A Spectrum of Connections

A Spectrum of Connections

Published: June 2023

Girton owed its foundation and its rapid growth to the gifts of many individuals – women and men – who gave sums of money large and small to the new College. In Britain in the 1860s and 70s, opening and sustaining a residential college where women could study and be examined to degree level was a radical project. One of the greatest obstacles to success was money: how could such an initiative be funded?

Ventures of this kind attracted less financial support than their male equivalent. The plan was for annual self-sufficiency through fees once enrolments increased. But what would support a building; or the early costs of a small establishment; or growth? What of scholarships for worthy students from less affluent families? No public funds were available. Some charitable institutions gave important donations, but the bulk of the money that allowed the College to open and then expand came from private individuals. 

Part of a hand-written list of subscribers, 1868–1869 (archive reference: GCAR 4/1/2pt). This early list was compiled by Emily Davies.

Part of a hand-written list of subscribers, 1868–1869 (archive reference: GCAR 4/1/2pt). This early list was compiled by Emily Davies.

Our research has underlined how much the College owes to early, diverse forms of individual giving. By 1900, there were a small number of donations of £2,000 and above, a significant number of between £100 and £2,000, but several hundred smaller gifts of anything from 5 shillings to £99.00. Some can be investigated; the great majority are very hard to trace. Modest donations and public anonymity may reflect middling or small incomes, hence perhaps a decreased likelihood of wealth linked to enslavement. But this is usually impossible to confirm.

More sizeable gifts or a higher public profile offer more scope for research. Jane Catherine Gamble, the largest individual donor up to 1900, is the subject of an earlier piece in this series. We also considered the circumstances of five other women: Emily Davies, Barbara Bodichon, and Henrietta, Lady Stanley of Alderley, together with Girton students and Staff members Katherine Jex-Blake and Gwendolen Crewdson. Did any have family connections to the Atlantic trade in enslaved people, or to profits made through enslaved labour?

Part of a list of  financial contributions, from the College [Annual] Report, 1898 (archive reference: GCCP 1/1/1pt).

Part of a list of financial contributions, from the College [Annual] Report, 1898 (archive reference: GCCP 1/1/1pt).

It quickly became apparent that it is impossible to draw a binary distinction between those families ‘connected’ and those ‘unconnected’ to enslavement. The far-reaching penetration of eighteenth and nineteenth-century British society by the profits of enslavement make it difficult to conclude that even moderately wealthy families were completely unconnected over two or three generations to plantation and other enslaved production. The problem only grows with greater wealth. In place of this binary model, the concept of a ‘spectrum of connections’ is far more revealing, extending from ‘highly connected’ to the profits of enslavement at one end, to ‘likely to be essentially unconnected’ at the other. But even then, unqualified assertions are rarely possible. 

Emily Davies

Of the five, Emily Davies (1830–1921) came from the most economically modest background. Research found no evidence of family connections to wealth generated by enslavement. Emily actively supported abolitionism, and it can be argued that experiences in that campaign were one factor leading her to the cause of improving the condition of women. This will be the subject of a later piece in this series.

WRITTEN TASKS:
1. List the five women, besides Jane Catherine Gamble, whose circumstances the article on Girton's early donors says the researchers considered.
2. Resume the article on Girton's early donors, starting after its final sentence.

ENTRIES:
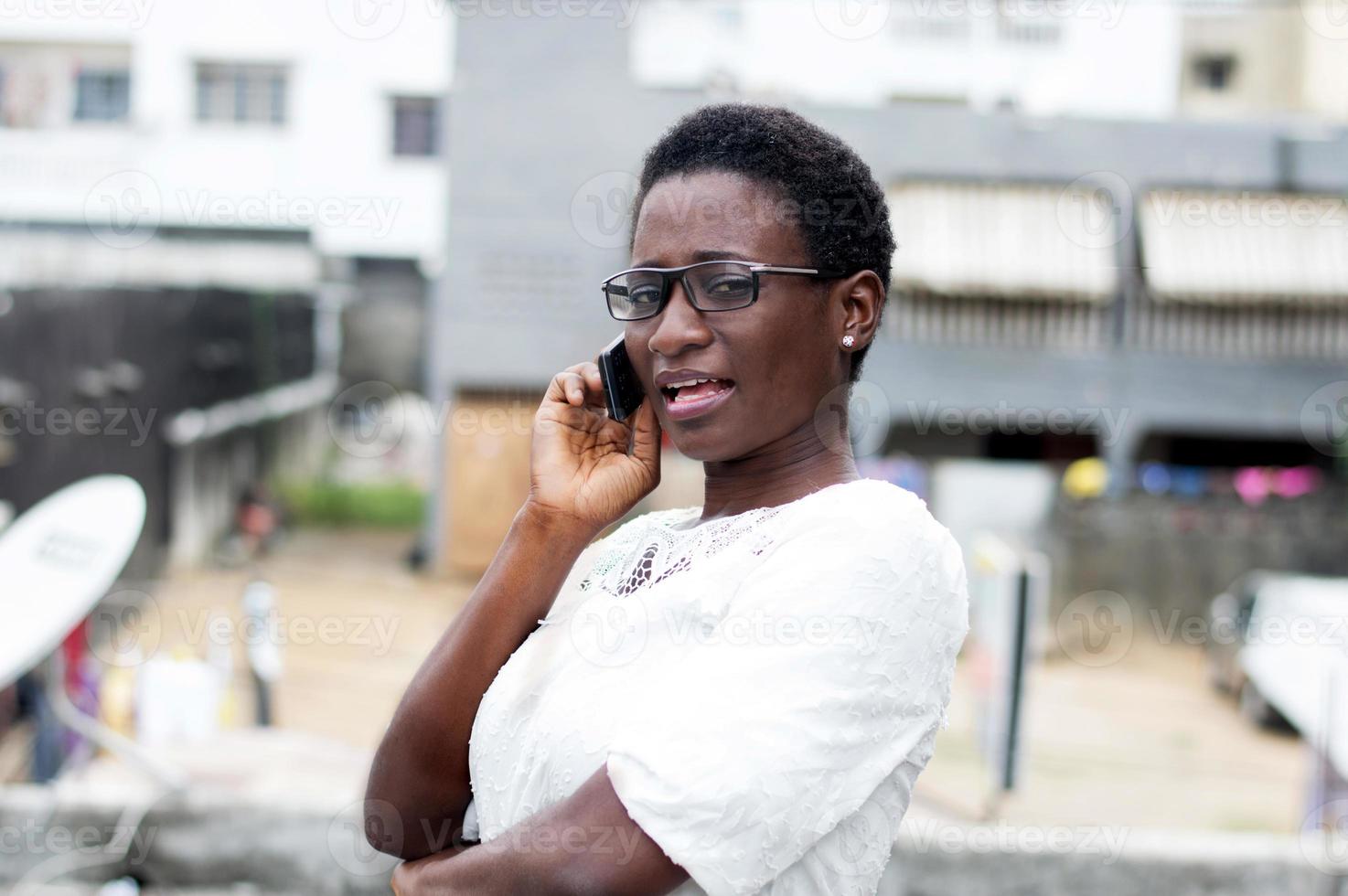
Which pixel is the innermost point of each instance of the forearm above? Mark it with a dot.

* * *

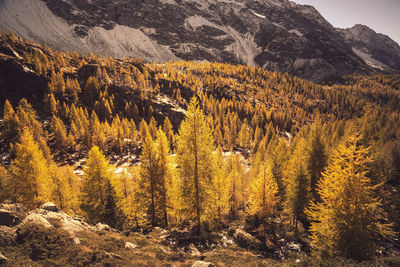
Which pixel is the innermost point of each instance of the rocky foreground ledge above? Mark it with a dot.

THE ANSWERS:
1. Emily Davies, Barbara Bodichon, Henrietta, Lady Stanley of Alderley, Katherine Jex-Blake, Gwendolen Crewdson

2.
But some questions remain. Emily’s father, John Davies, was an Anglican clergyman, dependent on his clerical stipends. His estate, possibly with additional support from Emily’s brother, another clergyman, was sufficient to allow his adult daughter and widow to live in modest comfort in London after his death. Historians now know more about the complex connections between the historic wealth of the Anglican church, and profits from enslavement. Is this a factor to bear in mind?  Emily’s maternal grandfather was a manufacturer of Fuller’s earth. We know little more. Fuller’s earth had many uses in the nineteenth century, including in scouring textiles. It is possible this economic activity was given a boost by the import of cheap raw materials produced by enslaved workers, or by exports to the southern United States. We do not know.

Images: (left) Emily Davies by Rudolf Lehmann, 1880, cropped (archive reference: GCPH 11/33/53). (right) Photograph of Lady Stanley, taken by S Kohn, Hof-photograph of Karlsbad, circa 1870, cropped (archive reference: GCPH 4/1/2).

Henrietta, Lady Stanley of Alderley

Research concerning Henrietta, Lady Stanley of Alderley (1807–1895) has also found no direct evidence of a connection between her, her husband, their parents or grandparents, and wealth generated through enslavement. It is also notable that Henrietta’s father, father-in-law, and husband were all outspoken advocates of the abolition of enslavement, and her close political partnership with her husband, Edward, Baron Stanley of Alderley, suggests Lady Stanley would have supported him in these views.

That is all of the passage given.